## begin Data supplied
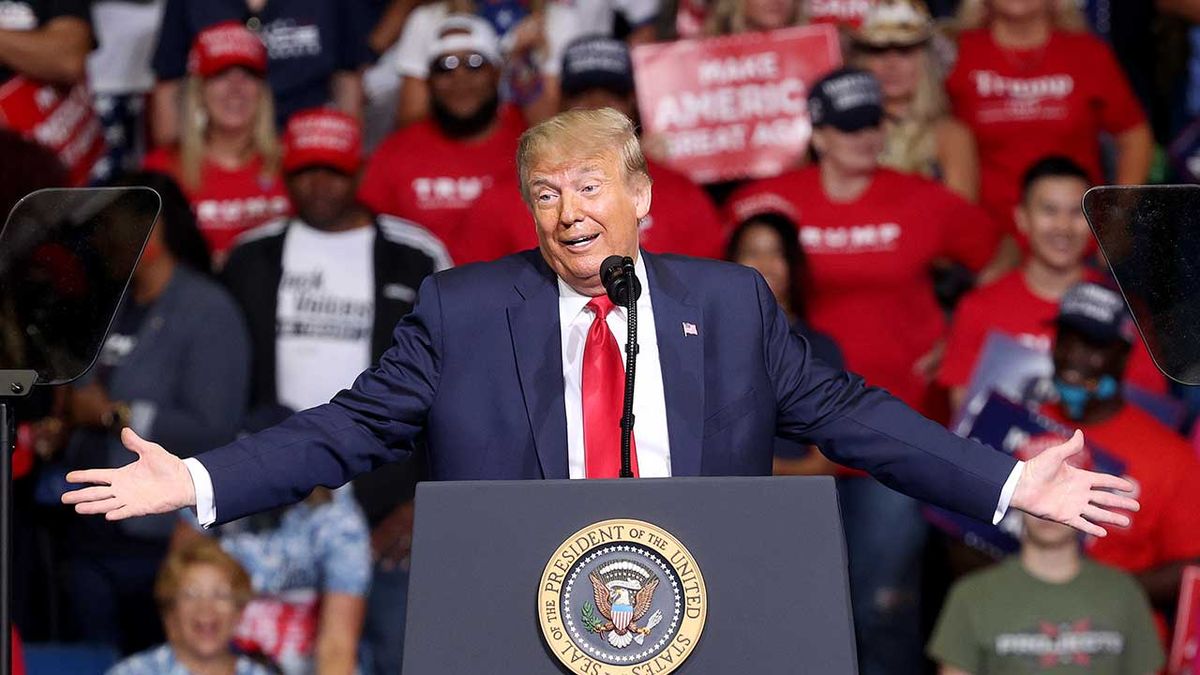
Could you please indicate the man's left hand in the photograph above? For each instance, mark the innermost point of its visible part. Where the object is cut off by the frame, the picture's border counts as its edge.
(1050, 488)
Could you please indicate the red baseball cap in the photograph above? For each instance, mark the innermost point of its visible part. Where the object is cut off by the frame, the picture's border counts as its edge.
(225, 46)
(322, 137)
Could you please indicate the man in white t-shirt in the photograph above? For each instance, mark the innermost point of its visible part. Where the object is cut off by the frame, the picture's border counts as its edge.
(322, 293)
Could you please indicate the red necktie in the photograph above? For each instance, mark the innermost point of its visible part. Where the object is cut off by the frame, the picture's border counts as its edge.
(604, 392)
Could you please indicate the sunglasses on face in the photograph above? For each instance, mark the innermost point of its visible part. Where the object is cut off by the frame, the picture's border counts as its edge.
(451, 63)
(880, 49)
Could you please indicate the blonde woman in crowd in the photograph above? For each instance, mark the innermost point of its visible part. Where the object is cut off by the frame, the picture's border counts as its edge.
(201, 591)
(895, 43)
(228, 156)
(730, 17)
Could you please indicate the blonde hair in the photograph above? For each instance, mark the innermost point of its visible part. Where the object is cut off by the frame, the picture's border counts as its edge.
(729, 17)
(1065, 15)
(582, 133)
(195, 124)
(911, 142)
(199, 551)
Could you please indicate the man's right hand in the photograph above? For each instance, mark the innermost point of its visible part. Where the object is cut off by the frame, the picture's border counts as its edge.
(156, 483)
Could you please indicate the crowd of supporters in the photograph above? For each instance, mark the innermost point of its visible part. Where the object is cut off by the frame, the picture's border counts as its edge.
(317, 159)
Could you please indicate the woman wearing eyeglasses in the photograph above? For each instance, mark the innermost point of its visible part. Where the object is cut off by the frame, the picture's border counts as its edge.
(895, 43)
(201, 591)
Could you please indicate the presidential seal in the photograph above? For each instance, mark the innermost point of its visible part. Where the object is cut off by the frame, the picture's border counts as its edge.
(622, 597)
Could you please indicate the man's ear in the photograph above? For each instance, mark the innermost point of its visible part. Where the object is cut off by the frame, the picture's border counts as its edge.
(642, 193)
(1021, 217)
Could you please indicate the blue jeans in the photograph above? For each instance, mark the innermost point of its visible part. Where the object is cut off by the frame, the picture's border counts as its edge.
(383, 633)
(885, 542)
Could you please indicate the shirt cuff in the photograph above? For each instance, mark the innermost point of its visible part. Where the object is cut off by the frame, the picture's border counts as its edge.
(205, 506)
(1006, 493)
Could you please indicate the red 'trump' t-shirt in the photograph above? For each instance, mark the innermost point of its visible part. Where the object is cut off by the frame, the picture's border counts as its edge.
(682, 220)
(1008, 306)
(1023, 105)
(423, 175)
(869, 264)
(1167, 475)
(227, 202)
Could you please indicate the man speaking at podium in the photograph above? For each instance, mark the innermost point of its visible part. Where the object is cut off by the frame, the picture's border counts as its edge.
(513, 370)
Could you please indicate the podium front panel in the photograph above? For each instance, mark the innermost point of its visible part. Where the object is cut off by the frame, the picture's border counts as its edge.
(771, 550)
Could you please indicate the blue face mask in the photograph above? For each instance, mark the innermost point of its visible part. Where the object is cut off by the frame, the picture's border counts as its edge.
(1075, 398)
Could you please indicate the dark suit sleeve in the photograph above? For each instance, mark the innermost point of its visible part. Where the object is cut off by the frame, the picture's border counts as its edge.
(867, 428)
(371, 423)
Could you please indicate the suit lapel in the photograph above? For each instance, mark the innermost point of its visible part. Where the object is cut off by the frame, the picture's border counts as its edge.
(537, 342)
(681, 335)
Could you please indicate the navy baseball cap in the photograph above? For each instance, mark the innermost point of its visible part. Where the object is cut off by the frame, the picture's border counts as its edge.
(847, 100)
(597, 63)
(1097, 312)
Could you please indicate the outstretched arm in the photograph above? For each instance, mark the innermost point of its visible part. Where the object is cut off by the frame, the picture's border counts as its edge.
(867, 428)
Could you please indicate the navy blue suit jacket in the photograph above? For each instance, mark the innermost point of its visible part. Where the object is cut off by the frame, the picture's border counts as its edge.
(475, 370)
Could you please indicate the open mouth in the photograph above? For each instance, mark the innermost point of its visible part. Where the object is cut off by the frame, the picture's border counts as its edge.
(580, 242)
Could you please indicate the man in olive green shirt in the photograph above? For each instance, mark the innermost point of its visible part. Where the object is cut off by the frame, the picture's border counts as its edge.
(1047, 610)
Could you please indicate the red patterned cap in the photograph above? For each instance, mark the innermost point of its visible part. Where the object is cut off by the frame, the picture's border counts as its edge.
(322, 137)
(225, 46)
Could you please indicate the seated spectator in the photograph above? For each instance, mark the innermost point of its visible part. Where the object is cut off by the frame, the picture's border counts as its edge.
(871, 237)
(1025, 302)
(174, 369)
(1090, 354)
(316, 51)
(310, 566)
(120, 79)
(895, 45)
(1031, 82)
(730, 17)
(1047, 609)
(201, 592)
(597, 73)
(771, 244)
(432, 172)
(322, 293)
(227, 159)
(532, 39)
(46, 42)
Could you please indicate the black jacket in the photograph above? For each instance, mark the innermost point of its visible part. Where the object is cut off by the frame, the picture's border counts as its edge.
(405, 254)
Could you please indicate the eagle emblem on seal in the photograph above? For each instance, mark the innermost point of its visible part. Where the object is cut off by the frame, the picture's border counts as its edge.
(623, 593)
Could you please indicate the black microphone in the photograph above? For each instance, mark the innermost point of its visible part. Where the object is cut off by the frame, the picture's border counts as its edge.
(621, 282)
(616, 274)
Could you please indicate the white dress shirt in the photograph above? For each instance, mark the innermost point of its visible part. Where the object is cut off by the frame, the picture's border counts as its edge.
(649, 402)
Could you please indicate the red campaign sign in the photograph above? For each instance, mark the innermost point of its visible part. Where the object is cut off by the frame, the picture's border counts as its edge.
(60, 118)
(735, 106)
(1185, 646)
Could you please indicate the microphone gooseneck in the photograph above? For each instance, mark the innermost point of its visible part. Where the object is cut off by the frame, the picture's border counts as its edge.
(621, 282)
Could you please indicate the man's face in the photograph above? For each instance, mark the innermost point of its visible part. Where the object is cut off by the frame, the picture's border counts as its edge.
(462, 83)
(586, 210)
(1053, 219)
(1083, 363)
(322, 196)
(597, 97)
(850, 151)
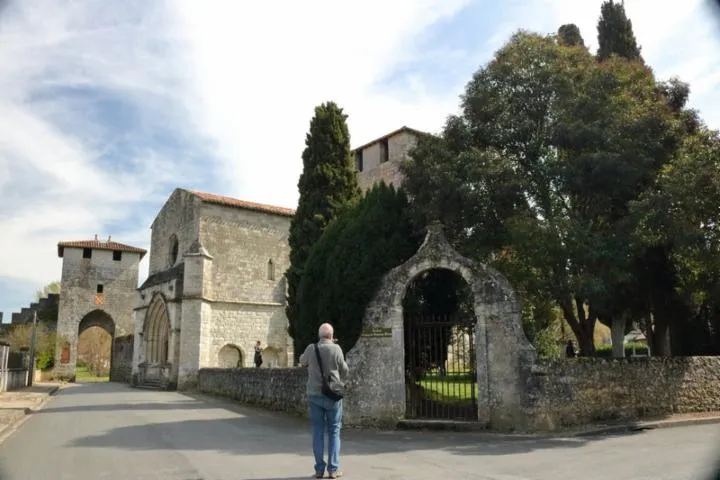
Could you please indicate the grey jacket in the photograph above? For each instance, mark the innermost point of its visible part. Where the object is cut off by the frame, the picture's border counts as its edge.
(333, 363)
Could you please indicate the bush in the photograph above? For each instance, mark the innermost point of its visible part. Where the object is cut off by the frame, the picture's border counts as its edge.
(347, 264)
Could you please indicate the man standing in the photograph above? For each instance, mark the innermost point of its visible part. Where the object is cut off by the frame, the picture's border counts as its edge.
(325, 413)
## end Data supplied
▶ _The problem_:
Reproduce all of the material above word for word, with every coordinate in place, and leave the pictures out.

▶ _Finished task_:
Could you please indicate the man's left hand in the photograph above? For each instance, mark the innermost point of its visible part. Where the object is cut off by the frame, the picture's border counts as its edge.
(1050, 488)
Could you please indicate the red baseball cap in the photograph above? For each instance, mark the innermost point of its visible part. Where the object is cut off by the frame, the picture's border counts as its edge.
(225, 46)
(322, 137)
Could you please indicate the man in white t-shirt in the photograph above? For each instance, mark the innermost point of its visible part. Where the object is cut off by the frame, the picture's border counts as its edge.
(322, 293)
Could you please indicate the red necktie in the photograph above? For each instance, mark the innermost point of its visible part. Where the object is cut off by the frame, the picture's border counts as its edge.
(604, 392)
Could you please indicate the sunglasses on face in the photograph above? For each instance, mark the innermost point of its visible part. Where the object is cut off by the frame, the picture's border counts as its edge.
(451, 63)
(880, 49)
Could you please indicate the blonde woman in crowd in the photograph above? For each instance, mark the innermost point of its visible part. Where the object is cut off by the frame, the picture's border counts as its edge.
(201, 591)
(895, 43)
(228, 156)
(730, 17)
Could you please indicate the blonde hair in the photograph above? For each instance, mark the innermost point of its visible part. Where the object is cut off by the frame, the picture's border counts as its edge.
(729, 17)
(1065, 15)
(582, 133)
(195, 124)
(911, 142)
(199, 551)
Could you please indicate the man's right hand in the photograph above? For each instance, mark the innermost point of its visible part. Where the object is cut off by the frame, the picture's border counts as its edge.
(156, 483)
Could you please indicate the crowd of supporters in the photograph above? For each instance, mark the innermost point of its visible part. Where the object is cut off by the frame, the picture's border counts as its edge.
(317, 159)
Could you please indicate the woman wearing eyeglasses in the photograph above? For each instance, mark the innermost point of its visible part. Where the object is cut off by the frame, the picture's border counts as its edge.
(895, 43)
(201, 591)
Could you please indicate the presidential seal in the photograph above? For each instance, mark the innermost point of its visible part. Where the object is cut off by the frame, the picture's border counts as its edge.
(622, 597)
Could you please indicate the man's ear in the photograph above? For each instance, mark the innermost point of its visible part. Where the object is cut off by the frame, the picture's border counts as its edge.
(642, 193)
(1021, 217)
Could you please indicate the blue jeans in the photograph above? For each instance, mark the innermost point of its visible part. Where the object is cut off by the frame, the picture's border counts as its edge.
(383, 633)
(885, 542)
Could you please indicate the shirt cuff in the photograph above? For each instance, mark the innermost point of its visible part. Where the object is cut off by the frame, the picture's border counts as its edge.
(205, 506)
(1006, 493)
Could you please indicate the red 'trump' t-shirt in the photograph above? For each instance, mark the innermost point of its visible part. Where the object is cut off by the frame, the picture's border counts as its edge.
(682, 220)
(1008, 306)
(1023, 105)
(423, 175)
(869, 264)
(1167, 475)
(227, 202)
Could you please indicate the man speaking at podium in the photograph above? For each instance, mark the innermost point of its visible part. Where the object is cut off by the frame, the picture's border counts as its edge.
(513, 370)
Could you please indicate the podium front panel in the photograph above? For each instance, mark the innermost point of its visible part. Where the object is cut off by the frame, the picture's border counts as its edge.
(771, 550)
Could you please indicate the blue face mask in the photograph above? For each instance, mark the innermost point of its visible part. Where the object is cut off by the frame, the picture's border counts as its edge.
(1075, 398)
Could you please indicate the dark suit sleeve in the photograph above? For each instance, mark the innermost point of its visible part. Where the object is cut off by the frame, the picture's border counts as its edge.
(867, 428)
(371, 423)
Could you please indicate the suit lapel in the photograph above? For each instance, mark the innermost point of its visible part. Where the object is cut off by the frame, the picture's border counts as its edge.
(537, 342)
(681, 335)
Could you please indicate the navy baseball cap in the photograph above? For each instance, mark the innermost point of its visible part. Where the object is cut off by the frame, the picture's border counts as its edge.
(847, 100)
(597, 63)
(1097, 312)
Could you please indicate the outstretched arm in the photograph above? For each instance, mark the innermost point of its visible part. Where the object is cut off by the frame, the picture's border counts as its edge.
(867, 428)
Could you please indicate the navy blue suit jacket in the photograph above? For each instance, mark the innermost point of its visible part. Where the object is cut off by the frame, the picture's border counts as its edge.
(475, 370)
Could you please indicate the open mouth in the photograph above? For each instance, mark the innermost point of its visible part. Where the object is cut off by the frame, the picture's border counts as its edge.
(580, 242)
Could you please indicate the man in olive green shirt in the photograph above? For each instance, mark the innermost point of its visible part. Where the object is cut off by the frame, the picture's border counts as its edge.
(1047, 610)
Could you please indicate the red patterned cap in the photograph above? For each instance, mark the innermost point of its visible part. Where the object is cut off by the frame, the picture's border counts as its edge.
(322, 137)
(225, 46)
Could you please indicate the seated spectator in the photograph above? For each instance, mark the innermost point of its visible part. Where the object is cut off by the frame, the picture's border counts as its edge.
(871, 237)
(1025, 302)
(174, 369)
(1090, 354)
(316, 51)
(310, 566)
(120, 79)
(895, 45)
(1031, 82)
(730, 17)
(1047, 609)
(201, 592)
(597, 73)
(771, 244)
(432, 172)
(322, 293)
(227, 159)
(532, 39)
(46, 42)
Could you please indicate the black jacket in the photograph above? For each instance, mark the innermost point of its visible part. Where the object is cut off by the frame, the picture's border counts as its edge.
(405, 254)
Could you please indicate the eagle emblem on seal in the photograph above? For each instance, mark the innermost point of its visible part. Where the object is cut off by the frame, the picture's border counts as its edge.
(623, 593)
Could you please indicate the black microphone in the photograph above? For each instance, mark the innermost point of its visible part. Where the object is cut off by the frame, the picture's border counts as its edge.
(621, 282)
(616, 274)
Could you please indicate the white dress shirt in the photograph above? For each instance, mark the innermost point of its visible part. Where the object is cut off by the frame, the picture's border counts as its edge.
(649, 402)
Could you please indicate the red campaign sign in the photograph above? For each instance, mark the innermost point of its visible part. Where the object is cut off by the frame, the picture's border counts as its edge.
(60, 118)
(735, 106)
(1185, 646)
Could you please indicate the microphone gooseneck in the photograph above? For each instance, mark the innermost point of its visible part. Where the object is cut off by the frame, the picture's border counts as its edge.
(621, 282)
Could you please indicate the man's face in the photograph above? For each instance, mark the innermost point of its visible part. Where the object is cut off by the frame, the picture's border counts as its edge.
(462, 83)
(586, 210)
(1053, 219)
(1083, 363)
(322, 196)
(597, 97)
(850, 151)
Could you please indicate the grey jacket in the photograph above? For each instance, mark the innermost point of its visible part. Where the object is cut off by the frame, the picture's border counts as its edge.
(333, 363)
Could you please indicate the bush in the photograph above? For each instance, mark the innermost point of its visible part. Where the object is cut off by the frame, the picture's border counts as its edge.
(347, 264)
Could you please indicate the man standing in the photograph above? For each instance, mark the innermost point of its visible part. Where the object is cut off by the frame, the picture's border counts as its edge.
(325, 413)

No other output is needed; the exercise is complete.